● **What this exercise asks**
1. In the passage on ducting containers, rewrite the paragraph beginning "Most commonly, not all of the ducting" as a shorter bulleted list that keeps its main facts.
2. Reproduce word for word the portion of the passage on ducting containers starting at "Another object is to provide such a container which retains" and ending at "of the invention.".

___ Given text ___

The ducting is commonly endwardly compressed within the container so that the maximum length of ducting can be housed in the smallest possible container. The compression of the ducting along its longitudinal axis is quite substantial and does not in any way damage the ducting. However, at the job site when such a container is opened for use, the ducting rapidly expands from the container to assume its normal length. Even if all of the length of duct is required for use, this phenomenon presents difficulties. With all of the ducting expelled from the container, it is subject to damage from puncturing, tearing or the like before it is installed. It may also be inconvenient to install when having to maneuver it through confined areas in its fully expanded configuration. It can, of course, at this time also become damaged.
Most commonly, not all of the ducting in one container will have to be employed at one time. While the ducting can easily be severed in the length or lengths desired, the unused portion becomes a problem. If left out of the container, it will likely become damaged or so impregnated with dust, paint, or other construction substances as to become unusable. The container in which it was originally housed may be available for use, but it is very difficult and certainly inconvenient to attempt to force the unused portion of ducting back within the container since this requires recompression of the ducting along its longitudinal axis. In this process the ducting characteristically will buckle and resist reinsertion under compression within the container. This process may itself damage the ducting so as to render it unusable. In other instances, the container may have been so torn apart in opening it that it can no longer house the ducting.
In any case, the result of such problems is that the ducting is simply abandoned at the job site thereby increasing the costs of construction.
Therefore, it has long been known that it would be desirable to have a container for dispensing flexible material having particular utility in the dispensing of flexible ducting and which permits the user to dispense from the container only the length of flexible ducting desired while retaining the remainder thereof within the housing for subsequent use; which preserves the unused portion of the ducting in a protected condition at the job site insulated from damage due to puncturing, tearing or the like or due to dust, paint or other construction materials; and which insures that waste due to abandonment of unused ducting at the job site is reduced to a minimum.
Therefore, it is an object of the present invention to provide an improved container for dispensing flexible material.
Another object is to provide such a container which has particular utility in the dispensing of flexible ducting used in construction.
Another object is to provide such a container which is operable to dispense only the length of flexible ducting required for use at any given time during construction while retaining the remainder of the flexible ducting housed therein in protected condition for subsequent use.
Another object is to provide such a container which retains the portion of the flexible ducting housed therein under compression in its original packaged condition.
Another object is to provide such a container which achieves its objectives with little or no additional cost over prior art containers for housing flexible ducting, which is easy to operate without prior instruction, and which does not present a risk of damage to the flexible ducting.
Another object is to provide such a container which operates cooperatively with the inherent properties of the flexible material to accomplish the objectives of the invention.

___ Raw data ___

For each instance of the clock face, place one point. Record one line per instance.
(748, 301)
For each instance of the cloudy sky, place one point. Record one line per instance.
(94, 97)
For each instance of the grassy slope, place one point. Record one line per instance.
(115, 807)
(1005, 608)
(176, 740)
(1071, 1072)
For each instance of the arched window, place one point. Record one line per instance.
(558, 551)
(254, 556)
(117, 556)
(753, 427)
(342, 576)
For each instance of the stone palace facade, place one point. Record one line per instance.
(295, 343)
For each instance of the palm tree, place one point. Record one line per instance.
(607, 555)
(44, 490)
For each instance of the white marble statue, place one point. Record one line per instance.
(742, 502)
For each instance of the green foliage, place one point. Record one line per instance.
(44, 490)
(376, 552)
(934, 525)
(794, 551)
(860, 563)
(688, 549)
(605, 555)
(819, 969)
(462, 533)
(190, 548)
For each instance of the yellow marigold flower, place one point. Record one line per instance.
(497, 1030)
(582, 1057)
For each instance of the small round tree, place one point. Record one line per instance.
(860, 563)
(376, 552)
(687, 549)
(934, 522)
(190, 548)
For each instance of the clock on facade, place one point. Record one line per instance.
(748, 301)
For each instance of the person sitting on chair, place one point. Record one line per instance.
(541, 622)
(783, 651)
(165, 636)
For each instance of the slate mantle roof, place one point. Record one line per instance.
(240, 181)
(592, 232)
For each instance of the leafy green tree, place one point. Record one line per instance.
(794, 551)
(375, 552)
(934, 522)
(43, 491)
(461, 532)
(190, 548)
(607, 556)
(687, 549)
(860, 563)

___

● **Results of the tasks**
1.
- Usually only part of the ducting in a container is needed at one time.
- The ducting is easy to cut to the desired length, but the unused portion becomes a problem.
- Left outside the container, it will likely be damaged or become unusable from dust, paint, or other construction substances.
- Forcing it back into the original container is difficult because the ducting must be recompressed along its longitudinal axis.
- During reinsertion the ducting tends to buckle and resist, and this can damage it beyond use.
- In some cases the container is so torn from opening that it can no longer hold the ducting.

2.
Another object is to provide such a container which retains the portion of the flexible ducting housed therein under compression in its original packaged condition.
Another object is to provide such a container which achieves its objectives with little or no additional cost over prior art containers for housing flexible ducting, which is easy to operate without prior instruction, and which does not present a risk of damage to the flexible ducting.
Another object is to provide such a container which operates cooperatively with the inherent properties of the flexible material to accomplish the objectives of the invention.